__List of tasks__.
[1] List every person named in the text on The Last Dangerous Visions.
[2] According to the text on The Last Dangerous Visions, which company published the anthology?
[3] Please reproduce the part of the text on The Last Dangerous Visions that opens with the words containing "British author Christopher" and closes with "final draft online.".

--- BEGIN Extracted text ---

The Last Dangerous Visions


The Last Dangerous Visions is a 2024 original speculative fiction anthology following Dangerous Visions and Again, Dangerous Visions. Like its predecessors, it was edited by American author Harlan Ellison, with introductions to be provided by him. Ellison died in 2018 with the anthology unfinished.
In 2020, the Ellison estate's executor J. Michael Straczynski announced his intention to publish it. It was published by Blackstone Publishers on October 1, 2024.

Background

The third anthology was started but, controversially, failed to be published and became something of a legend in science fiction as the genre's most famous unpublished book. It was originally announced for publication in 1973, but did not see print until over fifty years later. Ellison came under criticism for his treatment of some writers who sold their stories to him, estimated to number around 120. Many of the writers died in the interim between Ellison's initial story acquisitions and the book's eventual publication more than five decades later.
British author Christopher Priest, whose story "An Infinite Summer" had been commissioned for TLDV in 1974 and withdrawn after four months without any response, wrote a lengthy critique of Ellison's failure to complete the project. It was first published by Priest in 1987 as The Last Deadloss Visions, a pun on the title of Priest's fanzine Deadloss where it appeared. It proved so popular that it had two more editions, expanded with reader letters and other events, later in 1987 and 1988. In 1994 it was further expanded as The Book on the Edge of Forever from American publisher Fantagraphics Books, and was nominated for the Hugo Award for Best Related Work. Priest also released the final draft online.

--- END Extracted text ---
--- BEGIN Listed records ---

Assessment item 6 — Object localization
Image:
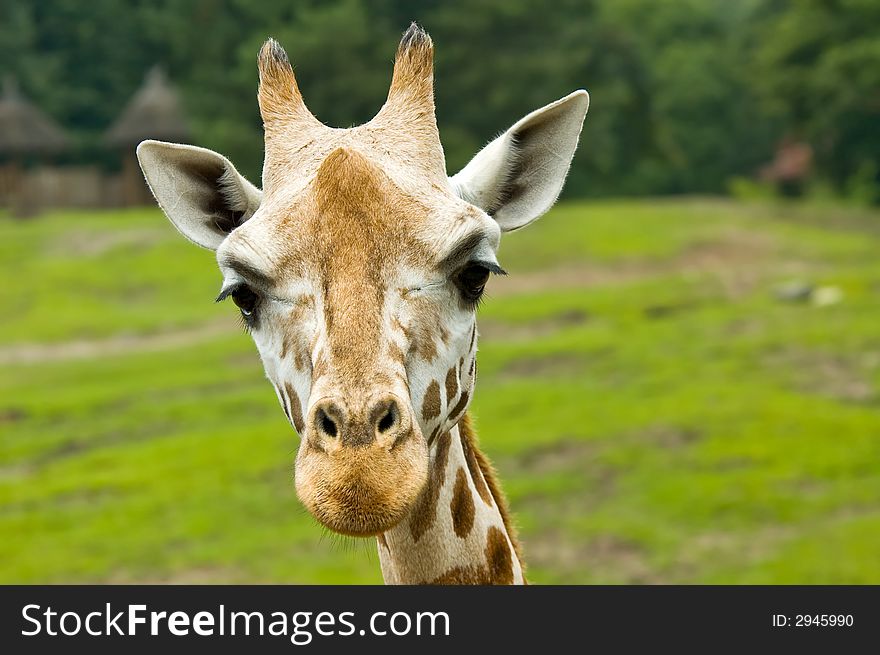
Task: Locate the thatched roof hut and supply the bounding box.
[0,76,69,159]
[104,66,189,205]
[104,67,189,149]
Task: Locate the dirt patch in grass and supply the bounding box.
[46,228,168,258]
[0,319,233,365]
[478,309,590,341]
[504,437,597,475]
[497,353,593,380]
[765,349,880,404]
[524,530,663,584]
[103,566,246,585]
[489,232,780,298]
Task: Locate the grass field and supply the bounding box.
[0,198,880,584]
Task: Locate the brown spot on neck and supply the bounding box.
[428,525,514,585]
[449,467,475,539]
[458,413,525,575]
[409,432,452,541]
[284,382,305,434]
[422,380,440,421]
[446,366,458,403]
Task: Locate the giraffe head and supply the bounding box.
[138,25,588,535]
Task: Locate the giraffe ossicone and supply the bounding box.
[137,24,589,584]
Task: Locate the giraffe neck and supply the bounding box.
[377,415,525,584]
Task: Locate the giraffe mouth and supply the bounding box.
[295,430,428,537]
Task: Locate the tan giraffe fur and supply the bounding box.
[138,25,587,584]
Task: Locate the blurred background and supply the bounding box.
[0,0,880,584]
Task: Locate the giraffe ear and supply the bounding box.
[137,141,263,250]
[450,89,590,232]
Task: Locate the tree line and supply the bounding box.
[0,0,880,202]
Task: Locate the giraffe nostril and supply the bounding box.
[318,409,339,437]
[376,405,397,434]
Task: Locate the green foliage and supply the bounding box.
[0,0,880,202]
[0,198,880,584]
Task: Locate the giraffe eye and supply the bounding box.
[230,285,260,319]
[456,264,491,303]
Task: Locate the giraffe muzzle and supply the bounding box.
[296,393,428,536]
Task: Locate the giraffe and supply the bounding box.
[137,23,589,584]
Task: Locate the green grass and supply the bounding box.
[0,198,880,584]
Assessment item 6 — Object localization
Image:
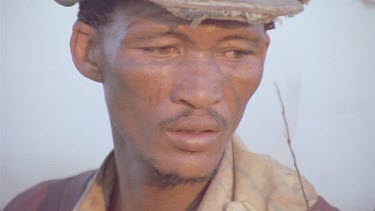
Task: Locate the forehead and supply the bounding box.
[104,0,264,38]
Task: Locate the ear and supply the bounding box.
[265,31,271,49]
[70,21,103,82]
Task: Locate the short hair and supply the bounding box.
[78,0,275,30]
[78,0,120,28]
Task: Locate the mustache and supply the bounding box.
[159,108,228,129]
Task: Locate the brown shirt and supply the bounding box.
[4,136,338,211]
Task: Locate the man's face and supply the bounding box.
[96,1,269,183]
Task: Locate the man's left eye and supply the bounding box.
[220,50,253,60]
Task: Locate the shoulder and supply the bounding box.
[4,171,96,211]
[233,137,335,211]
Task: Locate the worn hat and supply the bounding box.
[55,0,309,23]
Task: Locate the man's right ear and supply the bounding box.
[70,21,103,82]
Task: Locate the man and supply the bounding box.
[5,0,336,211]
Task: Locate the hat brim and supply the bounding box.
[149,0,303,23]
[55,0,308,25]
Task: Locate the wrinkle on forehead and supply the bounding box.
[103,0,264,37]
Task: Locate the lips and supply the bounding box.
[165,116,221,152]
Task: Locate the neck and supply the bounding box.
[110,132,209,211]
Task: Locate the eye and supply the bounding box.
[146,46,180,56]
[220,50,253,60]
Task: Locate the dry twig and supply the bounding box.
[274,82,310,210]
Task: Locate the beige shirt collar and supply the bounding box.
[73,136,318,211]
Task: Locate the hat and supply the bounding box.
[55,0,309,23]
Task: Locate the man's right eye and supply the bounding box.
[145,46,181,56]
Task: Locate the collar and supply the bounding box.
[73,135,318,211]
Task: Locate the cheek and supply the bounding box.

--- END Listed records ---

__Answers per task__.
[1] Harlan Ellison, J. Michael Straczynski, Christopher Priest

[2] Blackstone Publishers

[3]
British author Christopher Priest, whose story "An Infinite Summer" had been commissioned for TLDV in 1974 and withdrawn after four months without any response, wrote a lengthy critique of Ellison's failure to complete the project. It was first published by Priest in 1987 as The Last Deadloss Visions, a pun on the title of Priest's fanzine Deadloss where it appeared. It proved so popular that it had two more editions, expanded with reader letters and other events, later in 1987 and 1988. In 1994 it was further expanded as The Book on the Edge of Forever from American publisher Fantagraphics Books, and was nominated for the Hugo Award for Best Related Work. Priest also released the final draft online.